§ Problems to work on:
1. According to the interview about Zenescope's Grimm Universe, who founded Zenescope?
2. Carry on the interview about Zenescope's Grimm Universe from its final line.

§ Quoted passage:
################

So a few emails and some time-zone mathematics later, I'm on the phone with Zenescope's Pat Shand, asking all the neophyte questions and trying to get a handle on all these various characters running about the titles as they prepare to kill each other.

When I read Return to Wonderland, I saw it as more of a gruesome, Weird Tales sort of horror with all the requisite "Donnie Darko" overtones. But I didn't realize it was a building block of a much larger structure being developed across the various titles. So what is the "Zenescope Universe?"

All the titles under our "Grimm Fairy Tales Presents" banner exist in the same universe, which we refer to as the Grimm Universe. It's sort of like this mish-mash of certain public domain characters, from horror icons like Van Helsing to the legends of the middle-English stories like Robin Hood, all the way to the fairy tale characters like Snow White and Red Riding Hood, and the Greek gods. It's this big, interconnected world where we have all these characters that people will recognize from stories they read as children, updated for a modern and more adult audience.

Was it always known from the beginning that this was going to be an interconnected universe, or did it develop that way over time?

What's funny is that, when Zenescope started, I was in high school. I remember going into a store and seeing one of the books -- I think it was Return to Wonderland by Raven Gregory, and some of the other titles, in a Spencer's Gifts. I remember seeing those for the first time and wondering what they were, and now I'm working with these people. I'm not one of the founders. That's Ralph Tedesco and Ralph Brusha who've been doing this since the mid-2000s.

I'm fairly new to the company. My first title with them was in 2011, and now I'm a full-time staff writer and editor, so I'm doing a lot of their books now. But I know that their first title together was Grimm Fairy Tales proper, and now that series is going to be publishing their 100th issue this year. It's interesting, because being someone who's come in from the outside, I was a reader first but now I'm very much in the inside. It's fascinating watching what Zenescope was and what it's become.

 

Number 100 isn't the end of everything, I assume, but more of a big bang event that you've been building up to for a while.

################

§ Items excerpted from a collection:
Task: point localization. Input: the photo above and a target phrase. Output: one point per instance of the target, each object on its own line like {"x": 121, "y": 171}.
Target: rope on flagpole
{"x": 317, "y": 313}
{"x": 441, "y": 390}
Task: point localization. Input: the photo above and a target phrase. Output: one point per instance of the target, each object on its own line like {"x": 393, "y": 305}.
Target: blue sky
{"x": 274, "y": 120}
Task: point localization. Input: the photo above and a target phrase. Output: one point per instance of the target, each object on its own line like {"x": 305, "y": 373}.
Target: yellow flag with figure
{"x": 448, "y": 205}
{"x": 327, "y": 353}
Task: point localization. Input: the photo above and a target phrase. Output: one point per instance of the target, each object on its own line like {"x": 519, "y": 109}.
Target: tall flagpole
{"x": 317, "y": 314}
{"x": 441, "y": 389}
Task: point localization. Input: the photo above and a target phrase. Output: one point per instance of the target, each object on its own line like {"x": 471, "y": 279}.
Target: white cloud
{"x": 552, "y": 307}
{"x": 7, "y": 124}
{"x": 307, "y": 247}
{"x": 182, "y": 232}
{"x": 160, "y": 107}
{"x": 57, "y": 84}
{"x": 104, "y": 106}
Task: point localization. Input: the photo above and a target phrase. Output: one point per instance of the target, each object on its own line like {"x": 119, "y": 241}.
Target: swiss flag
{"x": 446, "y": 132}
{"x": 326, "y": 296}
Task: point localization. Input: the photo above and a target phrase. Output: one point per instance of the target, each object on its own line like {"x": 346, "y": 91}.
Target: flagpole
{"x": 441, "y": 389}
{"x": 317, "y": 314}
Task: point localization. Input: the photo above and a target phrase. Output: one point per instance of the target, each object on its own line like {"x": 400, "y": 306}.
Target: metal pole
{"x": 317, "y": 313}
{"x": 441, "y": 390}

################

§ Task-by-task results:
1. Ralph Tedesco and Ralph Brusha.

2.
Exactly. It's not the end, but a climax of sorts. We've been doing our "Age of Darkness" titles this year, and what that pretty much is -- it's not an event, per se, but it's a collection of titles. Quest is a miniseries under that banner. Code Red is as well. We have all these miniseries that have been loosely connected, and fans have been wondering when these connections are going to pay off. And the answer is, in the "Realms Fall" storyline, which is building toward Grimm Fairy Tales 100, which takes place in the Grimm Fairy Tales Annual, the Realm Knights Special Giant Size, and then finally in [Grimm Fairy Tales] 99 and 100 where it all comes to a head. That's sort of the major climax and what we've been building toward for the better part of a year.

For the new readers who will pick up these titles because they're attracted to annuals or #100 titles, where could they go to get a handle on what they're getting ready to read?

There are great places for that actually. Right now, the first part of the "Realms Fall" storyline is in stores today. It's the Grimm Fairy Tales Annual, it's plotted by me, Ralph and Joe, it's written by Ralph, and that is the first part of the storyline that leads directly toward 100. If you want to get primed for that, it's a great new beginning. It's purposely made to be friendly to new readers. Even though it's part of this climax of what we've been doing, it's also 100% new reader friendly.

There are an awfully lot of characters running about. Is there a website or some sort of encyclopedia that details who they are, where they're from, and who are the good guys and bad guys?

It's funny that you ask. We haven't announced it yet, but we are working on that. It's called The Grimm Fairy Tales Sourcebook, and it's a collection of character profiles, storyline explanations -- just this entire giant art-and-information book that will help readers who are new who want to come in, and it's sort of a gift to the old fans, too. We're going to have artists who we've been working with for years returning to do all these characters for their profiles. So it'll be this big, beautiful -- I believe hardcover -- volume.

Have you had any feedback from readers who are familiar with the original version of characters, who want to know why a certain character is cast as a good guy (or vice versa) when their original story might have suggested the opposite?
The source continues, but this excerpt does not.